═══ Information provided

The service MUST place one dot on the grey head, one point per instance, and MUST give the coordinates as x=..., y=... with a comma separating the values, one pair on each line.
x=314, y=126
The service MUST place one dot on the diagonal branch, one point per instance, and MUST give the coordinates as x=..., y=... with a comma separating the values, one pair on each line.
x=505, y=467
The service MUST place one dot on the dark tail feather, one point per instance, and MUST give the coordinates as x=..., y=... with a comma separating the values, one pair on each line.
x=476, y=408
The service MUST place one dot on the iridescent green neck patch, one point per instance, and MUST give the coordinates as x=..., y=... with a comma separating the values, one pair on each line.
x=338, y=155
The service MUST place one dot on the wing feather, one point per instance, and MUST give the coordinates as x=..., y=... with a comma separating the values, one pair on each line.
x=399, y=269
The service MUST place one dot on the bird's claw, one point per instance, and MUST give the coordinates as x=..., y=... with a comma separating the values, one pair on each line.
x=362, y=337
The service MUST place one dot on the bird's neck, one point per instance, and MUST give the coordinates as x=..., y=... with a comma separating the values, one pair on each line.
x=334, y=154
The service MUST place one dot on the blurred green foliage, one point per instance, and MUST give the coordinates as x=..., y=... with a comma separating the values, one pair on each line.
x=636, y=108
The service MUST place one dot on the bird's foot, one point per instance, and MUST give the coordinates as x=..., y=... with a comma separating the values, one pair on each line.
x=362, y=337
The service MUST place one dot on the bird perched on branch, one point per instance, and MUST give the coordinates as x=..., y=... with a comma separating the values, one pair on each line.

══════

The records above need to be duplicated. Keep every word unchanged.

The service MUST place one dot on the grey head, one point per instance, and MUST give the coordinates as x=..., y=... with a comma separating the values, one pair on each line.
x=314, y=126
The service MUST place one dot on the diagonal branch, one point per instance, and MUST give the coordinates as x=..., y=... with a comma separating the values, one pair on each line.
x=505, y=467
The service MUST place one dot on the dark tail feather, one point per instance, and MUST give the coordinates as x=..., y=... with a comma separating the values, one pair on each line.
x=476, y=408
The service MUST place one dot on the iridescent green neck patch, one point per instance, and MUST give the coordinates as x=..., y=... with a comma separating the values, one pair on each line.
x=338, y=155
The service MUST place one dot on the wing feather, one point per instance, and MUST give the coordinates as x=..., y=... with a comma separating the values, one pair on each line.
x=399, y=269
The service MUST place one dot on the bird's claw, one point per instance, and MUST give the coordinates as x=..., y=... with a comma separating the values, one pair on each line.
x=362, y=337
The service MUST place one dot on the bird's neck, one point per instance, and MUST give the coordinates as x=..., y=... with a comma separating the values, one pair on each line.
x=334, y=154
The service MUST place one dot on the blurred green foliage, one point per instance, and MUST give the coordinates as x=..., y=... with a comma separating the values, one pair on each line.
x=636, y=108
The service MUST place one dot on the bird's foot, one point per instance, and MUST give the coordinates as x=..., y=... with a comma separating the values, one pair on each line.
x=362, y=337
The service MUST place one dot on the bird perched on branch, one point per instance, and MUST give the coordinates as x=..., y=... with a comma separating the values, one pair on each line.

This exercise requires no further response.